▶ DATA TO USE
|---|

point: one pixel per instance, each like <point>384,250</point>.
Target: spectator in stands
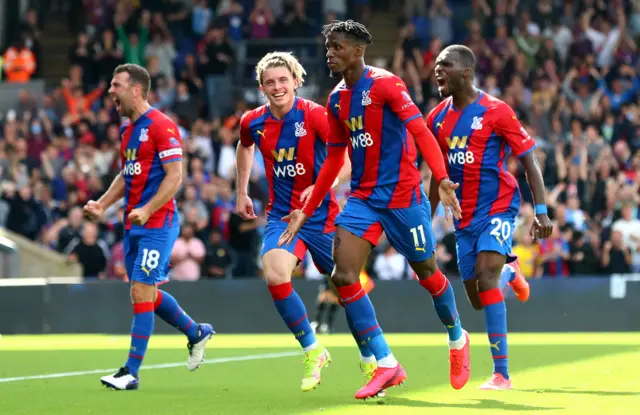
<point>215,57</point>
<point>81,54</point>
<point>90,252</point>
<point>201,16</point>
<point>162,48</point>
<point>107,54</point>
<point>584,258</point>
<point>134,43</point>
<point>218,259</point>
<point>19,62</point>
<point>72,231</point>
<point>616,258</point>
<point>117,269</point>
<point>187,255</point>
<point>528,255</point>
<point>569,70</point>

|---|

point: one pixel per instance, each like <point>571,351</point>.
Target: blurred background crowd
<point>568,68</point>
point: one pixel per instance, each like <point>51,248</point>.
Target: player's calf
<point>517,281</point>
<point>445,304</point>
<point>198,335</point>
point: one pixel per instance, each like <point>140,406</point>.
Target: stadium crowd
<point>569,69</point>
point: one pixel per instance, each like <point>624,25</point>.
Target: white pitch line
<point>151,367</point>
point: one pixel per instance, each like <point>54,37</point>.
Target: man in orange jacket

|---|

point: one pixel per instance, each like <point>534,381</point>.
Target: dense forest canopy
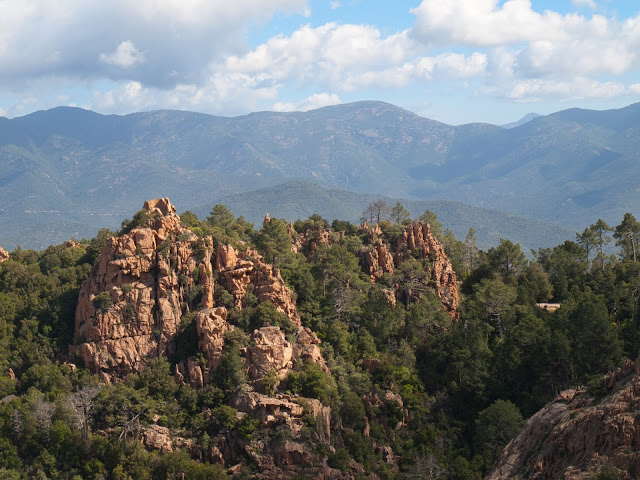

|---|

▶ TASK BRIEF
Reproduce the lines between the one holding "point: one pixel per instance, each like <point>54,37</point>." and the one holding "Target: man in orange jacket", inclusive, renaming "orange" to "yellow" and leaving everything else unchanged.

▶ RESULT FOR THIS EXERCISE
point: one pixel per instance, each like <point>54,37</point>.
Target: man in yellow jacket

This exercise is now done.